Stored items from a collection
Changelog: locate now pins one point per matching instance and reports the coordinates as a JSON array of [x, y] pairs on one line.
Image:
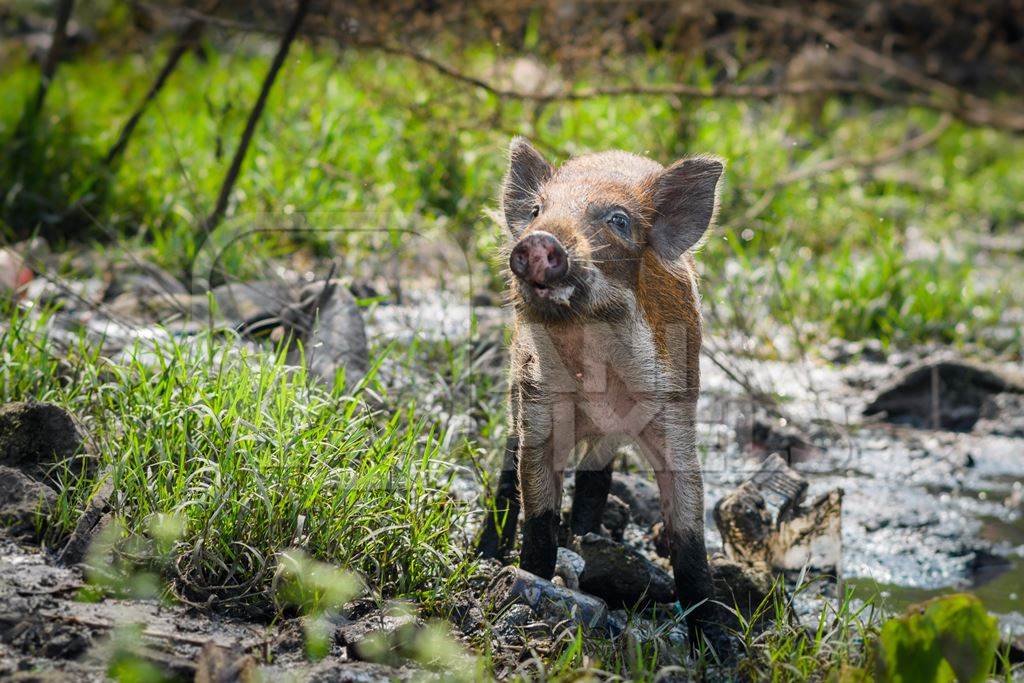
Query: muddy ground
[[930, 506]]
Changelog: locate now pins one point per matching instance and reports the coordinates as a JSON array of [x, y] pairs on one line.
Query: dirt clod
[[35, 436], [23, 502]]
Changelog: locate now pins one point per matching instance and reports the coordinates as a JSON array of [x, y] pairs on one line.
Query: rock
[[243, 301], [940, 393], [513, 586], [36, 436], [1003, 415], [143, 281], [330, 325], [640, 495], [741, 586], [569, 565], [23, 501], [621, 575], [615, 517], [74, 295], [161, 307], [763, 521], [219, 665]]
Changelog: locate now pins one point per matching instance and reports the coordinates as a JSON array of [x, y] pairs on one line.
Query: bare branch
[[187, 37], [53, 55], [215, 217]]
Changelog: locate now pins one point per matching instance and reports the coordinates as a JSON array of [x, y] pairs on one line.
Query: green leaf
[[944, 639]]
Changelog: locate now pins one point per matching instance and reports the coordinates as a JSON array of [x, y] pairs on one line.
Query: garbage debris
[[621, 575], [512, 585], [764, 521]]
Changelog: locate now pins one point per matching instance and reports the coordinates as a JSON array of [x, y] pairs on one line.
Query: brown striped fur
[[609, 352]]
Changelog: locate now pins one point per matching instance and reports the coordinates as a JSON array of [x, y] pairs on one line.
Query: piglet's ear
[[685, 202], [527, 171]]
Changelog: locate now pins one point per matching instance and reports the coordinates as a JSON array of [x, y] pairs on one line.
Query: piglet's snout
[[540, 259]]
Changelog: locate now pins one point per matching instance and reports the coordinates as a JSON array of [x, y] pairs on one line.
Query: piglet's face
[[581, 231]]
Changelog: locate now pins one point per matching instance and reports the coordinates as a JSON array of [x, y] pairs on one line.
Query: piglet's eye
[[620, 222]]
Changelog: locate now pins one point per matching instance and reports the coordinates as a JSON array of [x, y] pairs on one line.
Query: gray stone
[[36, 436], [242, 301], [640, 495], [615, 516], [330, 325], [569, 565], [513, 586], [738, 585]]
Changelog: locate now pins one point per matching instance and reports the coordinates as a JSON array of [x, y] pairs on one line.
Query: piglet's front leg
[[541, 486]]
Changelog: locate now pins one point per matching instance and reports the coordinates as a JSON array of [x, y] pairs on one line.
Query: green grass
[[348, 158], [248, 460], [253, 459]]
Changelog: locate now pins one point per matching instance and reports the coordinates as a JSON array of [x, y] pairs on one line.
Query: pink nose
[[539, 259]]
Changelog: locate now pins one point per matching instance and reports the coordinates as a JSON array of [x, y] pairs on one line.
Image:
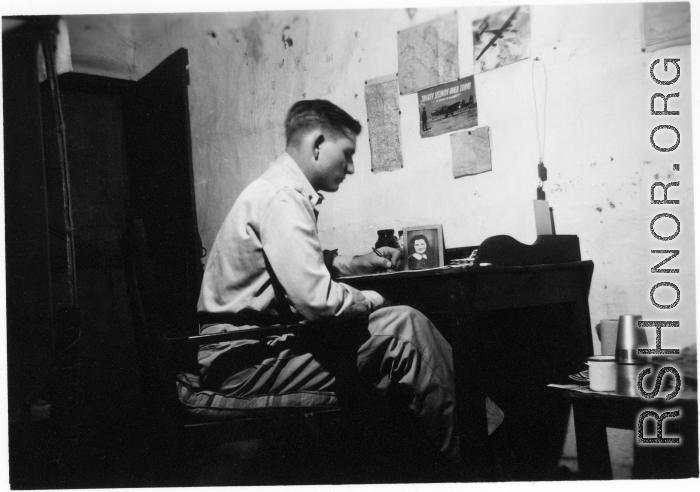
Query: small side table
[[594, 412]]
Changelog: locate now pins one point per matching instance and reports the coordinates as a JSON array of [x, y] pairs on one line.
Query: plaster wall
[[589, 95]]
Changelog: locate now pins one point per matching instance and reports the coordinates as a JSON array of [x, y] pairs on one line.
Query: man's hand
[[389, 260]]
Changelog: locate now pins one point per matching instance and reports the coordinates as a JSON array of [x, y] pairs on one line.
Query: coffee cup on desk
[[607, 334], [602, 372]]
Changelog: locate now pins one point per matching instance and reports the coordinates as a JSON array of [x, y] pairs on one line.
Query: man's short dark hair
[[307, 114]]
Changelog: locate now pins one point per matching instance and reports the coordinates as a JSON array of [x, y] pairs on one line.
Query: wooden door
[[159, 155]]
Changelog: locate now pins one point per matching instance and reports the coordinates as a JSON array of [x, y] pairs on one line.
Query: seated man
[[267, 266]]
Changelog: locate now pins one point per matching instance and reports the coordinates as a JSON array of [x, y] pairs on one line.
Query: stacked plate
[[580, 377]]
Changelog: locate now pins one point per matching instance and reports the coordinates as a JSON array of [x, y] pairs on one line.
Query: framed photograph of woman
[[423, 247]]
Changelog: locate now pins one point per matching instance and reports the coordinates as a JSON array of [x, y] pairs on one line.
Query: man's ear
[[317, 145]]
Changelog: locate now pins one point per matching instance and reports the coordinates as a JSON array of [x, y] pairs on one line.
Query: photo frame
[[423, 247]]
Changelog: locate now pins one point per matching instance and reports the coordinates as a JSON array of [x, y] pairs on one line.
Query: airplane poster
[[501, 38], [447, 107]]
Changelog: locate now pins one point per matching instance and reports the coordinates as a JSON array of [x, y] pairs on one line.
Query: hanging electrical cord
[[541, 137]]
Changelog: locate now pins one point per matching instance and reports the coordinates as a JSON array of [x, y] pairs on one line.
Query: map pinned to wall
[[383, 123], [471, 152], [428, 54], [501, 38]]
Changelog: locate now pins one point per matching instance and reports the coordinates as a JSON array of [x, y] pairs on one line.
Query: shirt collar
[[289, 165]]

GOAL:
Copy every line of the data word for word, omitting the images.

TASK SOLUTION:
Changelog: locate now pins one point per matching instance and reports the coordinates as a JSON array of [x, y] pairs on one line.
Image:
Query: muddy ground
[[930, 506]]
Changelog: locate now pins one point per matching instance and reports the coordinates as a JSON array of [x, y] pairs on one line.
Query: dirt clod
[[35, 436], [23, 502]]
Changelog: locate now pins one point per matching instance and reports the coordinates as a JSON array of [x, y] pairs on one line.
Query: rock
[[243, 301], [940, 393], [513, 586], [36, 436], [1003, 415], [143, 281], [330, 325], [640, 495], [741, 586], [569, 565], [23, 501], [621, 575], [615, 517], [74, 295], [161, 307], [763, 521], [219, 665]]
Changelog: locate now pins one point per matching instance and reports the coordinates as a JSON array of [x, y] pairs on one line.
Query: bare branch
[[187, 37], [53, 55], [215, 217]]
Changelog: locate now pins one point per matching instance and reports the coordinates as a JSON array of [x, y] pairs on one line.
Query: green leaf
[[944, 639]]
Changelog: locate now pins one point per matching instance and reports the coordinates as a JSON array of [x, y] pairs on one line.
Query: garbage debris
[[621, 575], [512, 585], [764, 521]]
Changelog: locate now pins one point per matching instance and reports the coordinates as a JSON array of [x, y] pairs on one line.
Query: brown striped fur
[[609, 352]]
Changelog: locate now pins one point per matching instance and reports the coordinates as a JSON array of [x, y] pairs on one line.
Query: piglet's ear
[[685, 202], [527, 171]]
Changelog: locate now pins one point per matching instance and reports the coordinates as a JSON array of [x, y] pairs on one line.
Query: piglet's snout
[[540, 259]]
Changelog: locate now pins one point per matching instance and reports the coordinates as a JSON array of [x, y] pairs on one line.
Query: piglet's face
[[581, 231]]
Changelog: locate now pins one point per matching instance and reports the coordinates as a JSON array of [x, y] pairs on one line.
Query: piglet's eye
[[620, 222]]
Changelog: locate now pins one point per matching instance and reports the coordinates as a JSON array of [x, y] pairs on one line.
Query: gray stone
[[36, 436], [242, 301], [640, 495], [615, 516], [330, 325], [569, 565], [513, 586], [738, 585]]
Changelog: locate now pins one point per matching instance and reports the coordinates as a JSON array of [x, y] pairs on one line.
Query: piglet's front leg
[[541, 486]]
Changelog: locate now pins one point per matching instance and reports the coordinates as a JSON array of [x, y] pairs on one line.
Query: green grass
[[348, 158], [248, 460], [253, 459]]
Changelog: locate now pins one point per matching instance and reports the coordinates as a JSON array of [x, y] pairs on one line.
Query: pink nose
[[539, 259]]
Changelog: locate now pins one point per matching instance and reports the coordinates as a JSON array of [x, y] pairs on one line.
Image:
Query: small side table
[[594, 412]]
Changelog: locate now pins one point per matching instance and reports the coordinates as a JSON array of [x, y] pairs on one line.
Query: plaster wall
[[589, 95]]
Changelog: locate now pins one point per matching instance and reports the coordinates as a JSON array of [x, y] pairs on one line.
Query: man's hand
[[389, 260]]
Changelog: locate now pins one point per matching instance and reports the coordinates as a JSON array of [x, y] pairs on one line.
Query: coffee cup on desk
[[607, 334], [602, 372]]
Changelog: locate now pins one point per matching instance and reports the coordinates as a JSON array of [x, y] pairs on one line.
Query: man's short dark hair
[[307, 114]]
Changelog: locate now pins one point per matching instance and reports the coordinates as a JSON array of [x, y] pairs on one line.
Query: wooden door
[[159, 155]]
Changelog: locate now pins one point per matching instance and reports the coordinates as a JSON array of [x, y] pairs on one line.
Query: seated man
[[267, 266]]
Changelog: locate now pins one point per matching instance and reports the coordinates as a JSON array of [x, y] pairs on one line.
Query: stacked plate
[[580, 377]]
Changelog: locate now pins one point per matching instance and reports the coordinates as a JSON array of [x, y] pairs on one line.
Query: framed photograph of woman
[[423, 247]]
Changelog: locate now pins one point per matching instance and reports the coordinates as a JSON array of [x, y] pairs on one line.
Query: man's ear
[[317, 145]]
Changelog: locate now pins one point per matching instance and reports the coordinates as a JSON array of [x, y] pairs on one line.
Query: photo frame
[[423, 247]]
Changelog: locate now pins one point per matching instance and reports the coordinates as a JSON array of [x, y] pairs on one line.
Query: airplane poster
[[501, 38], [447, 107]]
Changelog: locate now pins one point per matching instance and reports the coordinates as a JSON array of [x, y] pairs on one line.
Query: hanging electrical cord
[[541, 137]]
Changelog: locate now pins one point per matching instance and reports the coordinates as a JSON array of [x, y] pairs on one line.
Query: map pinned to wall
[[383, 123], [471, 152], [428, 54], [501, 38]]
Changelog: locate now pins one point per matching instance and reports the coordinates as a JSON array of [x, y] pairs on one line.
Query: shirt collar
[[289, 165]]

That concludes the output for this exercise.